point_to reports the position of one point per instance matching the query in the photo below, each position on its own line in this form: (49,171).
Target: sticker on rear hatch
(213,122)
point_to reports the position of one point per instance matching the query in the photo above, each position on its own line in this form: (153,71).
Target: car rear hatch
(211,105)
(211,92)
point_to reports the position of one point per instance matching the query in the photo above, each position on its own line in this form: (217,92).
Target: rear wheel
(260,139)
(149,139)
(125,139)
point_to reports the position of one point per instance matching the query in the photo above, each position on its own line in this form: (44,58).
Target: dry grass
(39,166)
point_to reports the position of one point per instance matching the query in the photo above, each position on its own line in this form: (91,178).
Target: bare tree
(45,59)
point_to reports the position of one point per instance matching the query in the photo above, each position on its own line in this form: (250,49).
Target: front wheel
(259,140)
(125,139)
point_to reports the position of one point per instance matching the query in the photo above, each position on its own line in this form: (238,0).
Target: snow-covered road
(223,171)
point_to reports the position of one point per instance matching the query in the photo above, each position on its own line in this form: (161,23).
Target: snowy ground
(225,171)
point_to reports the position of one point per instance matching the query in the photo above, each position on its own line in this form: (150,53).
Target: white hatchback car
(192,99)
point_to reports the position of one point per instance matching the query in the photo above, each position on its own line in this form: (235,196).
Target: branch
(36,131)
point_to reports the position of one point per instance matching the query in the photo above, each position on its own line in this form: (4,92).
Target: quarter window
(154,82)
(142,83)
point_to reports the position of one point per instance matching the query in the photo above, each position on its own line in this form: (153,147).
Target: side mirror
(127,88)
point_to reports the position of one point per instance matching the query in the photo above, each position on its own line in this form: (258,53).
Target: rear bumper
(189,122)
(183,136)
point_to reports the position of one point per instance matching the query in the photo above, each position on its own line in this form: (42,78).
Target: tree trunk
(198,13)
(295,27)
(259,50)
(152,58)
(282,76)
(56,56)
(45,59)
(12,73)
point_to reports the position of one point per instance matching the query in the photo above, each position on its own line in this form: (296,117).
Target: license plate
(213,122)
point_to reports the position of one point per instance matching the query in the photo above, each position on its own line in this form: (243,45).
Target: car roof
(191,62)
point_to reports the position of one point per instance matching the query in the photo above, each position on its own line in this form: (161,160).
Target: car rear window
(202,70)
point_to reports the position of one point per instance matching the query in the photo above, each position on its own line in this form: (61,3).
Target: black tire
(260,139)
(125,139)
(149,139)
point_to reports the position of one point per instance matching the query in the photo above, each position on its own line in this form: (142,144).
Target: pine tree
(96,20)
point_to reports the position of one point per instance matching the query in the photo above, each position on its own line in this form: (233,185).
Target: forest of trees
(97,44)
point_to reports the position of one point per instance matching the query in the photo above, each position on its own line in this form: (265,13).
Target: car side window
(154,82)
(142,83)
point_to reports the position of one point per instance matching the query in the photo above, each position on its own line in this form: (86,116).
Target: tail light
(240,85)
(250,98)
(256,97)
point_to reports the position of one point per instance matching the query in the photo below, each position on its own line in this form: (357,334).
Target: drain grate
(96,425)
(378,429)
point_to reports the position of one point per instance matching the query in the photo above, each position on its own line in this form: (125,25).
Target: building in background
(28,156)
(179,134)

____

- **Exercise brief**
The task here is to output the line with "this form: (142,144)." and all lines after it to the end of the records above, exactly and only those.

- **Response to this task**
point_to reports the position of one point per instance matching the query in the photo above, each position on its own line in this form: (142,144).
Target: pine tree
(96,20)
point_to reports the position of one point per instance matching the query in the photo above, each position on its own line in this form: (233,185).
Target: forest of trees
(97,44)
point_to reports the position of one point per instance matching the query in the photo above, each position on its own line in this form: (265,13).
Target: car side window
(154,82)
(142,83)
point_to reports the position of one point per instance matching the query in the photo above, each position on its own line in this form: (86,116).
Target: tail light
(240,85)
(250,98)
(256,97)
point_to reports the position of one point per instance matching the query in the photo below, each position on its own line in this form: (357,334).
Target: drain grate
(96,425)
(378,429)
point_to reports the position of one point per instance matching the query in the photo above, each position on its own line in this form: (125,25).
Target: building in background
(28,156)
(179,134)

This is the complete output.